**Exercise**
From the line with "Task: point to every instance of the horse muzzle." to the final line of the records, reproduce every line exactly and only those lines.

^^^^^^^^^^^^^^^^

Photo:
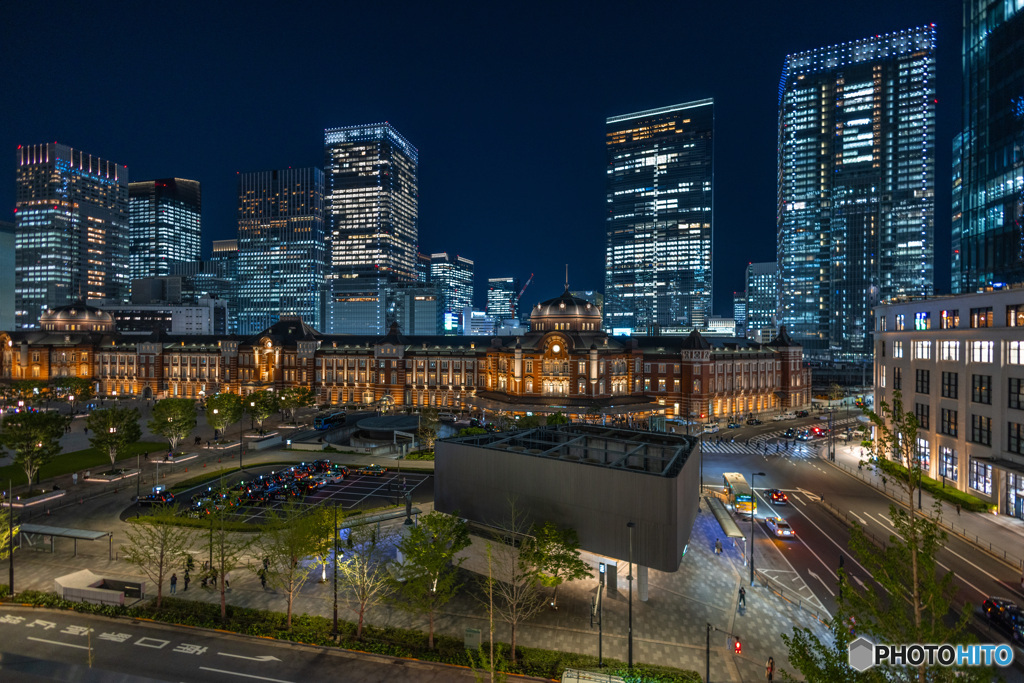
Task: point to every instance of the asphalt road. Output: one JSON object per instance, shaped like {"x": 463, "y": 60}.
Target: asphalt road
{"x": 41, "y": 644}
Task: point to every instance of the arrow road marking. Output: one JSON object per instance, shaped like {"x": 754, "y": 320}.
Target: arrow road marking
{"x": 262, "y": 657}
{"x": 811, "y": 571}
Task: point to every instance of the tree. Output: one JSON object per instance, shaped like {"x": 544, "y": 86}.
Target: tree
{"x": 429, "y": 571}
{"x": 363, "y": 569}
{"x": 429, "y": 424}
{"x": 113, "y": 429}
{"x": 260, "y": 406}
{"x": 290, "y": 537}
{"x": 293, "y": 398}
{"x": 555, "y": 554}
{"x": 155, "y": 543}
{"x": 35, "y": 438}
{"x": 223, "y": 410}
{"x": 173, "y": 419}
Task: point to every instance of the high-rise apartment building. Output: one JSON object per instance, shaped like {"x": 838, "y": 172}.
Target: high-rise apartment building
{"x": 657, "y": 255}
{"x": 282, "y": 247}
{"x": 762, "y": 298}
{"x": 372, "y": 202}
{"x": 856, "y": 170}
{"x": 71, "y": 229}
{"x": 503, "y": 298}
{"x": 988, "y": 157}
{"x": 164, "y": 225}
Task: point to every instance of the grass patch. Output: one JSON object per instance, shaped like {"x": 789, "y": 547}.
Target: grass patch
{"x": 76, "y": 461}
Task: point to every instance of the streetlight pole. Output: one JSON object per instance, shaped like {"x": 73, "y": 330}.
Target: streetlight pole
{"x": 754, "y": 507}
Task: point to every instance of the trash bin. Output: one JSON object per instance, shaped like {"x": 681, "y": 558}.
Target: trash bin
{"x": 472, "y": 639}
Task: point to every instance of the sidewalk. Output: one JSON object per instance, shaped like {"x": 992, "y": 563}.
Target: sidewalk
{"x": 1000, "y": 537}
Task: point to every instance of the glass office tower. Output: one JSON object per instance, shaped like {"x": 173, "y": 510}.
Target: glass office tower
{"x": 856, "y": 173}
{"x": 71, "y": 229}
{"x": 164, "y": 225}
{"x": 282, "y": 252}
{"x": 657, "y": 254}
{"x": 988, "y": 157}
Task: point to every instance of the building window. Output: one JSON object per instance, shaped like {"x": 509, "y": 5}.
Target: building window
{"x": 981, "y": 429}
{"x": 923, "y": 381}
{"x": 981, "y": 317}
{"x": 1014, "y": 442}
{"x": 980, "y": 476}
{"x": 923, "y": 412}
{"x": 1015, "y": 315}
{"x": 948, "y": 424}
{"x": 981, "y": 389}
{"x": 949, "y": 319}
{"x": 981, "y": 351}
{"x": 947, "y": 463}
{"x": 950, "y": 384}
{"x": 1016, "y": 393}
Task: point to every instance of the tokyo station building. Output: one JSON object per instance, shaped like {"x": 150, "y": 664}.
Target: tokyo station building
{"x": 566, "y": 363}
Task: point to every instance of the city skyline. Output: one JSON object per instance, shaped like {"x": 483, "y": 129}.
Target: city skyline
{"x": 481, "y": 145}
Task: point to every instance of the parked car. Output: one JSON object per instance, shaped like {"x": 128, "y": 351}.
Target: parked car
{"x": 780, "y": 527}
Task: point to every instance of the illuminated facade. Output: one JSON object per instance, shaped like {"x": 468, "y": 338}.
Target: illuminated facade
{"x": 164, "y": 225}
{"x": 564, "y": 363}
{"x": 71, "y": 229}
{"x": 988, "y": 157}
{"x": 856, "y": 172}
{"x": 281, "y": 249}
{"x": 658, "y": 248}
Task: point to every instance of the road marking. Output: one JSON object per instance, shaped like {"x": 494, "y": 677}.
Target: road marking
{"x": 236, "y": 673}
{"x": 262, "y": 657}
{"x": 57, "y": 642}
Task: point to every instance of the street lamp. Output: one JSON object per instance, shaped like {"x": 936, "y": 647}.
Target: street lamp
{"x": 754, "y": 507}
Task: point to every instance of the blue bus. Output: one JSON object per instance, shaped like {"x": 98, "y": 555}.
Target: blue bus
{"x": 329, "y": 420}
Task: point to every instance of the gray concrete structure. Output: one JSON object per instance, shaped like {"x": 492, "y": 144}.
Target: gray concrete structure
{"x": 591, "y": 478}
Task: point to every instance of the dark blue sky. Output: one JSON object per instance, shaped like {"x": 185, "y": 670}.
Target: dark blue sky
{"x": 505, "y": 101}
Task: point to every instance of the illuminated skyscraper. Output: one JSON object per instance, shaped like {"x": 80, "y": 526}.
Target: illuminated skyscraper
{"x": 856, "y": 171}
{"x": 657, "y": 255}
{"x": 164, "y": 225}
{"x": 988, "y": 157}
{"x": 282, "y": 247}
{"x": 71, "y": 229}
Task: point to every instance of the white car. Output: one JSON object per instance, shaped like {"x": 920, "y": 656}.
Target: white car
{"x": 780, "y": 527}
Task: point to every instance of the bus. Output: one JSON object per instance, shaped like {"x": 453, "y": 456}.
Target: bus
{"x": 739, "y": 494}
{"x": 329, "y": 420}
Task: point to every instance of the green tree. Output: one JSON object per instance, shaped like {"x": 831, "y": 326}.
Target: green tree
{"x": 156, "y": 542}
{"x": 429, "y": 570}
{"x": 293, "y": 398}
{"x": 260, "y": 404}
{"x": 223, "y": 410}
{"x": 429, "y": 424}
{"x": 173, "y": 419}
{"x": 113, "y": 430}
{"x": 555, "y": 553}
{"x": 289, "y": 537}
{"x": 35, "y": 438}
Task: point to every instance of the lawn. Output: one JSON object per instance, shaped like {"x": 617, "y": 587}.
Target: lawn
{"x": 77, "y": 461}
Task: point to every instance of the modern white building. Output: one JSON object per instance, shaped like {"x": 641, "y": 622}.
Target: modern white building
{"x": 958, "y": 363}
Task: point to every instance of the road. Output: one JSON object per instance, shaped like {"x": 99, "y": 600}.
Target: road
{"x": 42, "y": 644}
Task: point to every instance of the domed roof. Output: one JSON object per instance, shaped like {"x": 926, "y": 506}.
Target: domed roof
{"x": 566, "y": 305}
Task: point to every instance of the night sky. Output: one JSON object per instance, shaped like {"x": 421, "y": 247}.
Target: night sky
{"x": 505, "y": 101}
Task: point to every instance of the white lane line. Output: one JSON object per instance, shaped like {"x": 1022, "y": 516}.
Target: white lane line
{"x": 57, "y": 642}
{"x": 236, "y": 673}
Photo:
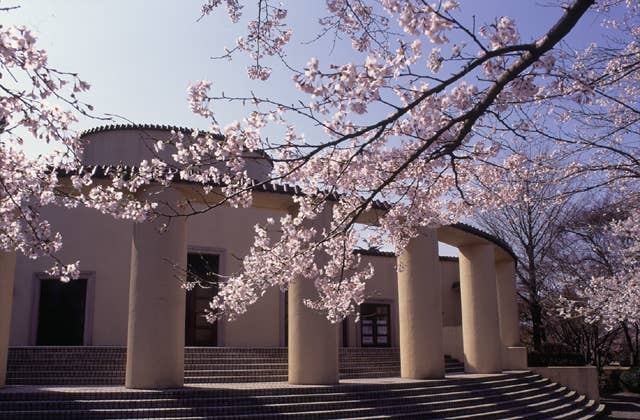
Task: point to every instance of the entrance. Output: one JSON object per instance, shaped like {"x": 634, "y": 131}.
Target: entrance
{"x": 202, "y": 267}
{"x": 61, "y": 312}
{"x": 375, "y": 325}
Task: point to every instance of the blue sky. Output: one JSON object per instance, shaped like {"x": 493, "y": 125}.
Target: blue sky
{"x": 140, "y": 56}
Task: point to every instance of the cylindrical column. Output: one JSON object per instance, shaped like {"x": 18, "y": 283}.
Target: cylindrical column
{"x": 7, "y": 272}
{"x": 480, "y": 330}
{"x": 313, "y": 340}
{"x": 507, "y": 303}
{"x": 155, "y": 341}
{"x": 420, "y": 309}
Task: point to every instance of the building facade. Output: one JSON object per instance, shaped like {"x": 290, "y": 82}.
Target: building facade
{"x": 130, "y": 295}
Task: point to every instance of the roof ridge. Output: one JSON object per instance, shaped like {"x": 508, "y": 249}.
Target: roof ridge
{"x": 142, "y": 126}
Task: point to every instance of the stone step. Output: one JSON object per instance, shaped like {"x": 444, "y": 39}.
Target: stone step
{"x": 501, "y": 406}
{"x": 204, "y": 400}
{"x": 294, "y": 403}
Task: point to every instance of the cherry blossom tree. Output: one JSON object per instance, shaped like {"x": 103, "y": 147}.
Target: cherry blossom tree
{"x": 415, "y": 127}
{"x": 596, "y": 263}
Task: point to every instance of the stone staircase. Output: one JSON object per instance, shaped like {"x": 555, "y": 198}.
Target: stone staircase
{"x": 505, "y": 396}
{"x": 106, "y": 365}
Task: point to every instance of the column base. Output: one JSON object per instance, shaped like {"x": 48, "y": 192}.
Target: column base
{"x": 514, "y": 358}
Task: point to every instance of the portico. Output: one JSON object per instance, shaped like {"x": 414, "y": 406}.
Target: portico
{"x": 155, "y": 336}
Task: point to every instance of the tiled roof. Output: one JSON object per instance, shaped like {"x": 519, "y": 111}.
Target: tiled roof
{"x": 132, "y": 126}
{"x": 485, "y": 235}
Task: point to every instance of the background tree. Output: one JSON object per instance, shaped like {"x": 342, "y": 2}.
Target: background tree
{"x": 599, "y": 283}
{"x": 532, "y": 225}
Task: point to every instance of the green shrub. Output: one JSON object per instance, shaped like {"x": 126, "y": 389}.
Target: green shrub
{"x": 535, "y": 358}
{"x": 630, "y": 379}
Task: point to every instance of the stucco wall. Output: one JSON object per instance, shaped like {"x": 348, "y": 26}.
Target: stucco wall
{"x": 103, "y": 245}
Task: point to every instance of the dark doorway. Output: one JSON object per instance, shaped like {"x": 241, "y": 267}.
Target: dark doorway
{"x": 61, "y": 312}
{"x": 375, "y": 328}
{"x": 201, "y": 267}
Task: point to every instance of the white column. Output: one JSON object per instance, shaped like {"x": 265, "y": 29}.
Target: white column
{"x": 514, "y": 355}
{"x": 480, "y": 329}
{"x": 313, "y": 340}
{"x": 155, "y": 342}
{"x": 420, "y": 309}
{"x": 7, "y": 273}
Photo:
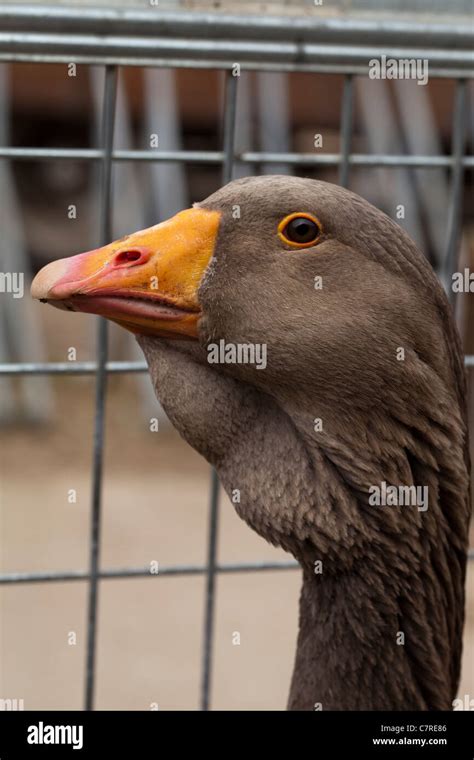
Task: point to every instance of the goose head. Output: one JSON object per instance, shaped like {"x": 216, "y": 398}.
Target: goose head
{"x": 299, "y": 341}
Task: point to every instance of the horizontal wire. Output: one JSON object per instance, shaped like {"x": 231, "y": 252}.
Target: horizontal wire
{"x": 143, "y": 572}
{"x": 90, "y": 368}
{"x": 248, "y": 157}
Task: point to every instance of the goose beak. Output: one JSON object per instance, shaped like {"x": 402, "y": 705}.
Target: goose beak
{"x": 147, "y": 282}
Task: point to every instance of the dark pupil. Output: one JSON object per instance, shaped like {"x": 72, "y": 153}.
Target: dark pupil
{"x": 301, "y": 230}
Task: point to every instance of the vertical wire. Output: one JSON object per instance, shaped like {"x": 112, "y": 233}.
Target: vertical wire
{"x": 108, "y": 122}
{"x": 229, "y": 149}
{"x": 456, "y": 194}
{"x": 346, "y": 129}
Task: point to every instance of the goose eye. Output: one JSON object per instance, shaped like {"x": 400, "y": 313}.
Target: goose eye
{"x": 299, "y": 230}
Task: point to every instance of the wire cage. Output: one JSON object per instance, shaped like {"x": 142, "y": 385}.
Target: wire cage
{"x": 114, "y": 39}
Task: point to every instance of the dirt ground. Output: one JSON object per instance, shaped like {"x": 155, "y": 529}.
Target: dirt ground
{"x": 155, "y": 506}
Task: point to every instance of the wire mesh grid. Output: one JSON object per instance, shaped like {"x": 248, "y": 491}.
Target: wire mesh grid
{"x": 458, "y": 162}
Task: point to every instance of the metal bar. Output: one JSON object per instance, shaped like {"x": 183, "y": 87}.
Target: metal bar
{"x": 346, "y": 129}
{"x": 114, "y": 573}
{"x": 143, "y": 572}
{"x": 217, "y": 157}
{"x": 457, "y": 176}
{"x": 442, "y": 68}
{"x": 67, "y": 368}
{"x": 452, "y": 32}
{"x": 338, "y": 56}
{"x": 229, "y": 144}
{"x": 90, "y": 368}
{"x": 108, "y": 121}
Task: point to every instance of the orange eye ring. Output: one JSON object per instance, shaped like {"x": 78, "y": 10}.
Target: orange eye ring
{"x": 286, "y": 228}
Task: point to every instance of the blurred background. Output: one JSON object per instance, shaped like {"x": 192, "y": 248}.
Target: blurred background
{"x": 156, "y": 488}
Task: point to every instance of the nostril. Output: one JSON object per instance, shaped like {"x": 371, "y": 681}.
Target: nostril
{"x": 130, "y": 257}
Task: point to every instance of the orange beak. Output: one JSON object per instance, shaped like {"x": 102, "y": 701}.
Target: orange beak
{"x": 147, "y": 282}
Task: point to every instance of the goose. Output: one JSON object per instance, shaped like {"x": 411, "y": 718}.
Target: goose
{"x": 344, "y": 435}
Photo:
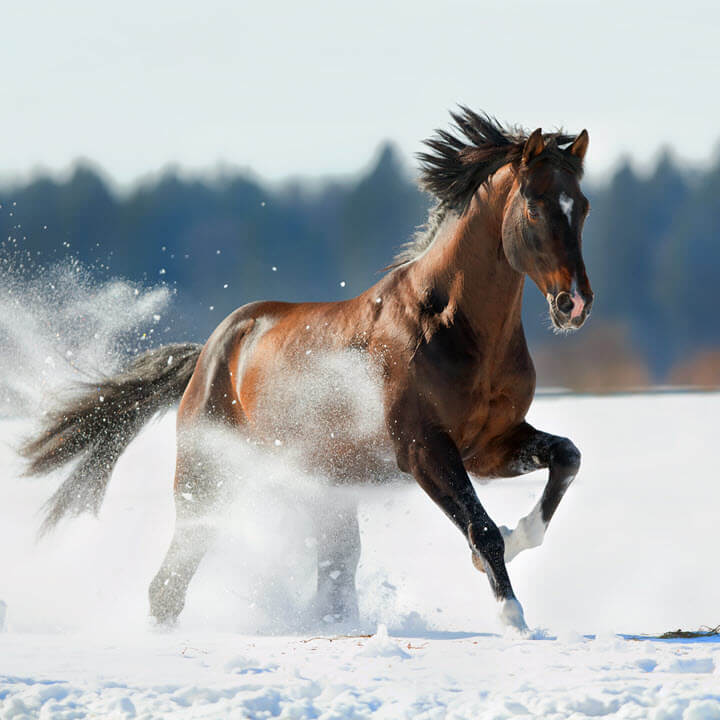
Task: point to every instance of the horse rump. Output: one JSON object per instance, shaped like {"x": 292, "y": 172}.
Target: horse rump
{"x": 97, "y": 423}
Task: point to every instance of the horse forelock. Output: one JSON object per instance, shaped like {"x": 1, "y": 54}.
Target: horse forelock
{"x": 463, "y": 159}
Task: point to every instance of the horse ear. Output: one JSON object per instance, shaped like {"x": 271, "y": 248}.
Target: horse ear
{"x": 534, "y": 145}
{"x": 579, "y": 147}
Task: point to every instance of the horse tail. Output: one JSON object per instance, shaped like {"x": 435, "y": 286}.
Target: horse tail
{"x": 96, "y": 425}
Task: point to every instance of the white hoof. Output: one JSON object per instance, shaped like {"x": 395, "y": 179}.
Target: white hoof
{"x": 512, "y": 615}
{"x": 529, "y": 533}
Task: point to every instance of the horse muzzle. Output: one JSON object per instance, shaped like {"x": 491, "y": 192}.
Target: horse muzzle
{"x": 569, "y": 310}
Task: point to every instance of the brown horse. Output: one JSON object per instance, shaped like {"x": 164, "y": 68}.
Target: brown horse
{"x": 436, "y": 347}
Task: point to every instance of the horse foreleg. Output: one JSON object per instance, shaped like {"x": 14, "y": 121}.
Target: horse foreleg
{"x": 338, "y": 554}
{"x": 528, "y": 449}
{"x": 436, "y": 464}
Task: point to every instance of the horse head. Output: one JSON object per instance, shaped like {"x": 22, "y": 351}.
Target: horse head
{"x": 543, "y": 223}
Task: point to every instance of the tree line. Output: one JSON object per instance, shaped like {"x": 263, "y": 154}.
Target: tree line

^^^^^^^^^^^^^^^^

**Written solution**
Task: point to every instance of the horse muzzle. Output: one JSON object per instance, shaped like {"x": 491, "y": 192}.
Target: horse muzzle
{"x": 569, "y": 310}
Task: point to every instance of the brown horse. Output: one JSON object per instance, shaped like {"x": 164, "y": 68}.
Target: brown horse
{"x": 436, "y": 347}
Task: point to every instance of the horse foreleg. Output: one JSON object per instance, shaped like {"x": 14, "y": 121}.
Target: horse foreleg
{"x": 338, "y": 554}
{"x": 528, "y": 449}
{"x": 436, "y": 464}
Task: point to every instance of the horse head. Output: one JSON object per instance, shaped like {"x": 22, "y": 351}.
Target: horse head
{"x": 543, "y": 223}
Task: point to every instance of the tree line. Output: one JSON object per instance, shaped like {"x": 263, "y": 154}.
Target: tree line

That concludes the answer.